→ PROBLEM REQUIREMENTS
Copy the following lines verbatim, without changing anything.
##### DATA PROVIDED #####
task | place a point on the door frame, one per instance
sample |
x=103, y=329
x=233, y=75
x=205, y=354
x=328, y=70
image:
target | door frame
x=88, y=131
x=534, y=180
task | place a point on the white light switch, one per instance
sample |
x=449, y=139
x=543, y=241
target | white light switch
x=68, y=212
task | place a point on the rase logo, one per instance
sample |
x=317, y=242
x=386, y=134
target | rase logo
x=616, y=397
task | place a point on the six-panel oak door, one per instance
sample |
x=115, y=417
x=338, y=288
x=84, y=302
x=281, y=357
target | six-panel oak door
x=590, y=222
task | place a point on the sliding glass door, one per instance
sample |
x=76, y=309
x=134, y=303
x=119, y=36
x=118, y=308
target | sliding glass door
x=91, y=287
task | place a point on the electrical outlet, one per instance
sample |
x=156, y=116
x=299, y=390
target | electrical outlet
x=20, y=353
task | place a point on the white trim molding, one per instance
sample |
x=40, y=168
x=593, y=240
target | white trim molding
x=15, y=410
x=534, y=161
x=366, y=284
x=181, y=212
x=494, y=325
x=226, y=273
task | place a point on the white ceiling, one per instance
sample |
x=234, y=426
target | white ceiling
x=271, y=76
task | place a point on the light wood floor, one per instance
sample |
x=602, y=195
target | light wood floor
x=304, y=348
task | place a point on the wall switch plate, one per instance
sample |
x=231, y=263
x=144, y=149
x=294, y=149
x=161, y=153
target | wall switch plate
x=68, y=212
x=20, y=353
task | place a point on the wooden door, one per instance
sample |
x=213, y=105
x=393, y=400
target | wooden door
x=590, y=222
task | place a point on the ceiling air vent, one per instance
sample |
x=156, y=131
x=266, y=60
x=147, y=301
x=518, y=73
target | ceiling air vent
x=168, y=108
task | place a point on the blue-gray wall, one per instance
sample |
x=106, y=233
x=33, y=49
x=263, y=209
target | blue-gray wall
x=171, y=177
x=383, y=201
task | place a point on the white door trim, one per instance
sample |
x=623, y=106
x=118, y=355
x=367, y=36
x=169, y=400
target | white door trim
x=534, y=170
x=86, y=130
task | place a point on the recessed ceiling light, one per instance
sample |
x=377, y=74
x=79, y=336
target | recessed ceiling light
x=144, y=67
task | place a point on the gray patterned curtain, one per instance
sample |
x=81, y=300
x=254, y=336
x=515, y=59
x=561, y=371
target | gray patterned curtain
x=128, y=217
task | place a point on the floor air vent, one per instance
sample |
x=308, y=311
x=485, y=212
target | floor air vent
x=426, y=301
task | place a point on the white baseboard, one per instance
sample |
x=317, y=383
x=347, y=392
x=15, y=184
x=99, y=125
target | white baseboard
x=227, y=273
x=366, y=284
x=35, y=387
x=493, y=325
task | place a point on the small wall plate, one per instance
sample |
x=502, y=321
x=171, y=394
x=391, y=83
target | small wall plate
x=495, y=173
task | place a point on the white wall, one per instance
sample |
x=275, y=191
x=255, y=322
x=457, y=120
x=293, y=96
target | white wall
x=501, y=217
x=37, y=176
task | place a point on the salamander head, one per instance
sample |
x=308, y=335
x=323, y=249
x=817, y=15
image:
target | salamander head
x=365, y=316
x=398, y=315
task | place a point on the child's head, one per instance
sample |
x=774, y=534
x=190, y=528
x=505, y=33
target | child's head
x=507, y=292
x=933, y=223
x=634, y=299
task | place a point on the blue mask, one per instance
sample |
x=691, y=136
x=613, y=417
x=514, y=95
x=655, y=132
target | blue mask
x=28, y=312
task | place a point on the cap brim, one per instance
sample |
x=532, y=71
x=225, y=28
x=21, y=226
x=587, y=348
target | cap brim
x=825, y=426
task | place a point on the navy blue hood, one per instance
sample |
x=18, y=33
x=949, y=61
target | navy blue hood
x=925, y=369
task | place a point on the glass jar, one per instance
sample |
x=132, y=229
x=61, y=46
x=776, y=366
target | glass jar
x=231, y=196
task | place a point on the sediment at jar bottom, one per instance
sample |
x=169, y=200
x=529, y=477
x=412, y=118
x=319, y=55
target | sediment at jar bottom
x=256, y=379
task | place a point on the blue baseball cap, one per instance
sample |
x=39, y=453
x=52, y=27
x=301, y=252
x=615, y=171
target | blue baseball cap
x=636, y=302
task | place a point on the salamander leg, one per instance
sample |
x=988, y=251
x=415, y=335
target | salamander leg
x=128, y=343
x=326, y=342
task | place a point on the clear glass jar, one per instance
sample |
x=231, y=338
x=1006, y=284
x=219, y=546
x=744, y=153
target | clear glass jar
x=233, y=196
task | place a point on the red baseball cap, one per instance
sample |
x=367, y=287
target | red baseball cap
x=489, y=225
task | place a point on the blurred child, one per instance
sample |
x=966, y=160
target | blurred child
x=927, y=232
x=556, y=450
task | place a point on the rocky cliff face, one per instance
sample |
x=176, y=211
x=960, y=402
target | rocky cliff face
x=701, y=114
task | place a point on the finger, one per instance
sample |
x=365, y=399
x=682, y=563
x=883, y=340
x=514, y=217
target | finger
#####
→ REPLY
task | place a point on the door frame, one per instance
sample |
x=103, y=329
x=233, y=75
x=205, y=354
x=328, y=70
image:
target | door frame
x=88, y=131
x=534, y=180
task | place a point on the white light switch, one per instance
sample |
x=449, y=139
x=543, y=241
target | white light switch
x=68, y=212
task | place a point on the rase logo, one per instance
sample |
x=317, y=242
x=386, y=134
target | rase logo
x=616, y=397
task | place a point on the six-panel oak door, one per instance
sample |
x=115, y=417
x=338, y=288
x=84, y=302
x=281, y=357
target | six-panel oak door
x=590, y=222
task | place a point on the sliding glass door, one per instance
sample |
x=76, y=309
x=134, y=303
x=119, y=36
x=118, y=308
target | sliding glass door
x=91, y=287
task | place a point on the electrical outlet, one per instance
sample |
x=156, y=116
x=299, y=390
target | electrical outlet
x=20, y=353
task | place a point on the white trim molding, one per instance
sample |
x=40, y=168
x=593, y=240
target | white trim molding
x=15, y=410
x=534, y=161
x=366, y=284
x=181, y=212
x=494, y=325
x=226, y=273
task | place a point on the white ceiling, one per instance
sample |
x=234, y=426
target | white ceiling
x=271, y=76
task | place a point on the light wood floor, one per instance
sample |
x=602, y=195
target | light wood floor
x=304, y=348
task | place a point on the wall switch plate, one per instance
sample |
x=231, y=263
x=144, y=149
x=294, y=149
x=161, y=153
target | wall switch plate
x=68, y=212
x=20, y=353
task | place a point on the wooden door, one per instance
sample |
x=213, y=105
x=393, y=400
target | wooden door
x=590, y=222
task | place a point on the ceiling air vent, one per instance
sample |
x=156, y=131
x=266, y=60
x=147, y=301
x=518, y=73
target | ceiling air vent
x=168, y=108
task | place a point on the blue-gray wall, one per instance
sample |
x=106, y=233
x=33, y=49
x=263, y=209
target | blue-gray wall
x=171, y=177
x=383, y=201
task | place a point on the white door trim, one per instance
sample |
x=623, y=106
x=118, y=355
x=367, y=36
x=169, y=400
target | white door trim
x=534, y=170
x=86, y=130
task | place a point on the recessed ceiling light, one per instance
sample |
x=377, y=74
x=79, y=336
target | recessed ceiling light
x=144, y=67
task | place a point on the gray patterned curtain, one per instance
sample |
x=81, y=300
x=254, y=336
x=515, y=59
x=561, y=371
target | gray patterned curtain
x=128, y=217
task | place a point on the floor air vent, one per instance
sample |
x=308, y=311
x=485, y=212
target | floor air vent
x=426, y=301
task | place a point on the white baseboard, one per instance
sample |
x=317, y=383
x=347, y=392
x=15, y=184
x=99, y=125
target | white baseboard
x=227, y=273
x=366, y=284
x=35, y=387
x=493, y=325
task | place a point on the small wall plate, one per instance
sample |
x=502, y=321
x=171, y=394
x=391, y=83
target | small wall plate
x=495, y=173
task | place a point on the white wall, one per instance
sample |
x=275, y=191
x=255, y=322
x=457, y=120
x=293, y=96
target | white wall
x=501, y=217
x=37, y=176
task | place a point on the salamander head, one per instance
sample |
x=308, y=335
x=323, y=249
x=817, y=15
image:
target | salamander head
x=365, y=316
x=398, y=315
task | place a point on the child's head, one per instance
sample |
x=774, y=534
x=190, y=528
x=505, y=33
target | child's head
x=507, y=292
x=933, y=223
x=634, y=299
task | place a point on the blue mask, one per instance
sample |
x=691, y=136
x=613, y=417
x=514, y=95
x=655, y=132
target | blue mask
x=28, y=312
task | place a point on the cap brim, one per instance
sample |
x=532, y=71
x=225, y=28
x=21, y=226
x=587, y=348
target | cap brim
x=825, y=426
task | place a point on the navy blue hood, one per instance
sample |
x=18, y=33
x=949, y=61
target | navy blue hood
x=925, y=369
task | place a point on the glass jar, one per instance
sample |
x=132, y=229
x=61, y=46
x=776, y=366
target | glass jar
x=231, y=196
task | place a point on the sediment at jar bottom, one per instance
sample |
x=169, y=200
x=529, y=477
x=412, y=118
x=319, y=55
target | sediment at jar bottom
x=256, y=379
task | place a point on the blue baseball cap, one per instance
sample |
x=39, y=453
x=52, y=27
x=301, y=252
x=615, y=171
target | blue baseball cap
x=636, y=302
task | place a point on the salamander leg, one per instance
sample |
x=988, y=251
x=415, y=335
target | salamander leg
x=128, y=343
x=326, y=342
task | place a point on the clear glass jar, one per instance
sample |
x=231, y=338
x=1006, y=284
x=219, y=546
x=744, y=153
target | clear glass jar
x=233, y=196
task | place a point on the red baseball cap, one per instance
sample |
x=367, y=287
target | red baseball cap
x=489, y=225
task | place a point on the blurred child, one per instance
sample |
x=966, y=160
target | blurred child
x=927, y=232
x=556, y=450
task | place a point on the rocky cliff face, one per instance
sample |
x=176, y=211
x=960, y=402
target | rocky cliff face
x=701, y=114
task | place a point on the finger, one per instance
sample |
x=365, y=399
x=682, y=563
x=883, y=340
x=514, y=217
target | finger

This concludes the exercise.